Skip to main content

Schema Registry Backup & Restore

OSO Kafka Backup Enterprise backs up Confluent Schema Registry alongside your Kafka data, ensuring restored messages remain readable.

The Problem

Kafka messages serialized with Avro, JSON Schema, or Protobuf embed a 4-byte schema ID that references an external Schema Registry. Without backing up schemas, restored messages are useless:

Without Schema Backup:
Kafka data ──── Backed up ✓
Schema IDs ──── NOT backed up ✗
Result: "Schema ID 42 not found"

With Schema Backup:
Kafka data ──── Backed up ✓
Schema IDs ──── Backed up ✓
Result: Consumers work correctly

Quick Start

Add the enterprise.schema_registry section to your existing backup config:

backup-config.yaml
mode: backup
backup_id: daily-2026-04-06
source:
bootstrap_servers: ["kafka:9092"]
storage:
backend: s3
bucket: kafka-backups

enterprise:
schema_registry:
url: "https://schema-registry:8081"
auth:
type: basic
username: ${SR_USERNAME}
password: ${SR_PASSWORD}

Run the backup — schemas are captured automatically alongside Kafka data:

kafka-backup backup --config backup-config.yaml

Or back up schemas only (no Kafka data):

kafka-backup backup --config backup-config.yaml --schema-only

What Gets Backed Up

ItemDescription
SubjectsAll subject names matching filter patterns
Schema versionsEvery version of every subject: schema definition, type, ID, references
Global compatibilityGlobal compatibility level (BACKWARD, FORWARD, FULL, NONE, etc.)

Supplied information
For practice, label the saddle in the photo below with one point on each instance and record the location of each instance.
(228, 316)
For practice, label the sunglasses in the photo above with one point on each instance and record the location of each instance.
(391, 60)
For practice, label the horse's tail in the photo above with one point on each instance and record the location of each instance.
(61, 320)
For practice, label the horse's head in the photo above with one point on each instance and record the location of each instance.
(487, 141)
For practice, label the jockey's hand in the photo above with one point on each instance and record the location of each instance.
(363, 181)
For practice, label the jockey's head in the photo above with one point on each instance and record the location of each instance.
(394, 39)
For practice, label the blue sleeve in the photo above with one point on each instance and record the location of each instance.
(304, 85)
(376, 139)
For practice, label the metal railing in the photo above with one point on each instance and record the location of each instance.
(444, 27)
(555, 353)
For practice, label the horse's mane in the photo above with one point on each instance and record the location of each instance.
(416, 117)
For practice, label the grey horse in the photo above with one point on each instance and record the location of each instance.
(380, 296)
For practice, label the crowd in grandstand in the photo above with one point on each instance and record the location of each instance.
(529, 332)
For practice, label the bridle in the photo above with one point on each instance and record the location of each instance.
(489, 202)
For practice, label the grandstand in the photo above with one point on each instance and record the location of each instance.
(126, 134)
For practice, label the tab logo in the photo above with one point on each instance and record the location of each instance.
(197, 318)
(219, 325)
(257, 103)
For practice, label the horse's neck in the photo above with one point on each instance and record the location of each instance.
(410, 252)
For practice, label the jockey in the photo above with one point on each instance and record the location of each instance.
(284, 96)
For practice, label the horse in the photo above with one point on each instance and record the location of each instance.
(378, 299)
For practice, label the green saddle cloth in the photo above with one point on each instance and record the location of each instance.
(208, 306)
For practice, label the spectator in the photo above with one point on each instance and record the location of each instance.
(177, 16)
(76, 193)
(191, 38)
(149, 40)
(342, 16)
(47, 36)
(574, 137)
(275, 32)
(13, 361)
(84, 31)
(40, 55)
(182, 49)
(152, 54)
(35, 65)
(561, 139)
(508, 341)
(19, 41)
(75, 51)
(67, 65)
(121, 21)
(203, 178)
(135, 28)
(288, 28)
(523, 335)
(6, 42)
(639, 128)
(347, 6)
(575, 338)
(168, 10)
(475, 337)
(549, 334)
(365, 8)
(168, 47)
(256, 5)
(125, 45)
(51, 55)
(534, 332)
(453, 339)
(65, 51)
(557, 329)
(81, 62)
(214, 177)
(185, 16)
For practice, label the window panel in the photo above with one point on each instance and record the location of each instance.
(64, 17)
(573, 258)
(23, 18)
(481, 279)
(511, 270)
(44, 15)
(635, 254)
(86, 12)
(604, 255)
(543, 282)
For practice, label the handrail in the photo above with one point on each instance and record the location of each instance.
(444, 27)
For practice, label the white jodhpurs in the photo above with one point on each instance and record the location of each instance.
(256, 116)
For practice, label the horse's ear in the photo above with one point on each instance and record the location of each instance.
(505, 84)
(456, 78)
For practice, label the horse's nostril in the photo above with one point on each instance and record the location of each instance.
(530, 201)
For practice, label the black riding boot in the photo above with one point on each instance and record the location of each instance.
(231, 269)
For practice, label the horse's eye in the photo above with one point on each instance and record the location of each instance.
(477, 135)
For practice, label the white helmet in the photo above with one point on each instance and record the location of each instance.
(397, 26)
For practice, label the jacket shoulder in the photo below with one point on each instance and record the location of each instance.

* * *

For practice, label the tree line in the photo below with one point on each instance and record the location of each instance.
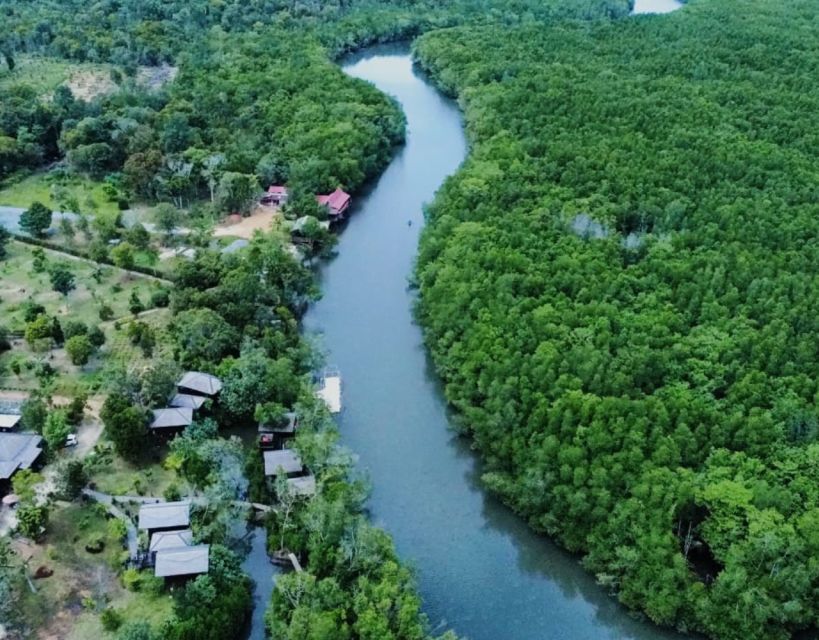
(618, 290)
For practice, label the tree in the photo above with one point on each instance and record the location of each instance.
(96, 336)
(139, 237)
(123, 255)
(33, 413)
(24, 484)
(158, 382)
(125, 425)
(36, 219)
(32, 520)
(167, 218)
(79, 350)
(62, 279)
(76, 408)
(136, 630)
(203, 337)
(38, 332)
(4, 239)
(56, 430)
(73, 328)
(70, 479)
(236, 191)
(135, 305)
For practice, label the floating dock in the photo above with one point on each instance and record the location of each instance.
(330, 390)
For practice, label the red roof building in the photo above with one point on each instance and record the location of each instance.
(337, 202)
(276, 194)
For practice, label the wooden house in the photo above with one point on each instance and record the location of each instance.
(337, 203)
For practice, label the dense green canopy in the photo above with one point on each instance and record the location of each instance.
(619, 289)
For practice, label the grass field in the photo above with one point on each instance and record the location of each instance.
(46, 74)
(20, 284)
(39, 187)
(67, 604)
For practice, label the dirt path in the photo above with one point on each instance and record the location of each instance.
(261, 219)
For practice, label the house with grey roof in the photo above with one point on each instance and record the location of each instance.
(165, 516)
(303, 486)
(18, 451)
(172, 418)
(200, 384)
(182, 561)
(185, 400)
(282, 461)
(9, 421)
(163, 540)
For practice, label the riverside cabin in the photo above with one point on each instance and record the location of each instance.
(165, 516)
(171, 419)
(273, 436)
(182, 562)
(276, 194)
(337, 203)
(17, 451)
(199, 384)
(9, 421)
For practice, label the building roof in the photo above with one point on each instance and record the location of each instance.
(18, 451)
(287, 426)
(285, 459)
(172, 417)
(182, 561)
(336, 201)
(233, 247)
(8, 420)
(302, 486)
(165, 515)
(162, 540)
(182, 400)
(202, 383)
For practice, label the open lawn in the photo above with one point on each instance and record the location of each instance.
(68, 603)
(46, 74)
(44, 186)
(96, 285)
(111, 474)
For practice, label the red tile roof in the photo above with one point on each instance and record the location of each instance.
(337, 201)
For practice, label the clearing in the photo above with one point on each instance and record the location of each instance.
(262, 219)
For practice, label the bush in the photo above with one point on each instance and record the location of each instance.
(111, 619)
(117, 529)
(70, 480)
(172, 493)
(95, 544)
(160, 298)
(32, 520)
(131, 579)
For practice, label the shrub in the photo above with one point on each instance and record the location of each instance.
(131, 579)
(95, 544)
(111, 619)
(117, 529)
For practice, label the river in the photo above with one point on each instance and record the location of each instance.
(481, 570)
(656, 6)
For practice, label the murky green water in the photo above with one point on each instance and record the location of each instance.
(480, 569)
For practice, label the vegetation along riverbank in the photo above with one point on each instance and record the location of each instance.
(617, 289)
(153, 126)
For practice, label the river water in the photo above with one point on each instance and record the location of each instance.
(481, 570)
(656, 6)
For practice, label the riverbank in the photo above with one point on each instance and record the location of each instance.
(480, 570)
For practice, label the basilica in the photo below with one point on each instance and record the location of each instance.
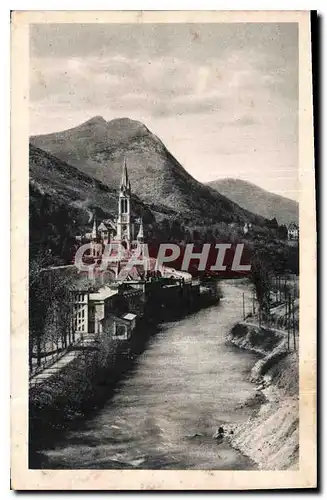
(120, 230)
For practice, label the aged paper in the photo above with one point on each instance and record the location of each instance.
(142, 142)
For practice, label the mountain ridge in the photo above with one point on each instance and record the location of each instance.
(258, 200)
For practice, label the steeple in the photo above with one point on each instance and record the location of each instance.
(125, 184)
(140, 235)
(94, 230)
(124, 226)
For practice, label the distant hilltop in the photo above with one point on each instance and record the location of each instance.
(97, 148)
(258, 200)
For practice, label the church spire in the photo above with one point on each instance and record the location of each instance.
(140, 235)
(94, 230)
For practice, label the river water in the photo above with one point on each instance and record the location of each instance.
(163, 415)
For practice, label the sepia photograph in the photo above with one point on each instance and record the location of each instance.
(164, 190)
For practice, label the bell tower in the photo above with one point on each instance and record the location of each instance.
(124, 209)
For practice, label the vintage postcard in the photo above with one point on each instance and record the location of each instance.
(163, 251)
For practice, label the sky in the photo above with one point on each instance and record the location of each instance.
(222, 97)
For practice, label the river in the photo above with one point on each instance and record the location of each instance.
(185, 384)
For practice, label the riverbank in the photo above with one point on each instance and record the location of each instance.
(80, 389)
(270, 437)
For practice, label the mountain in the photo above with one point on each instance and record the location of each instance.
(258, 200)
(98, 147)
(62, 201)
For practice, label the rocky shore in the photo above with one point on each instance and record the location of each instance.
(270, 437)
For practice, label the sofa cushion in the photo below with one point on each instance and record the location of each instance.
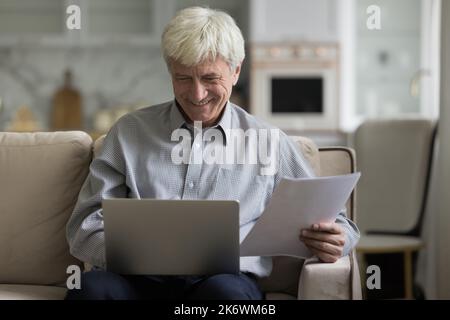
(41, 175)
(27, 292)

The tasks
- A) In one to three sentences, explain why the Schema Registry backup page says schemas have to be backed up along with the Kafka data.
- B) From the Schema Registry backup page, return the stretch from "Schema Registry Backup" through "messages remain readable.".

Exercise responses
- A) Kafka messages serialized with Avro, JSON Schema, or Protobuf embed a 4-byte schema ID that points to an external Schema Registry. If the schemas aren't backed up, restored messages are useless and fail with errors like "Schema ID 42 not found." With the schemas backed up too, consumers work correctly.

- B)
Schema Registry Backup & Restore

OSO Kafka Backup Enterprise backs up Confluent Schema Registry alongside your Kafka data, ensuring restored messages remain readable.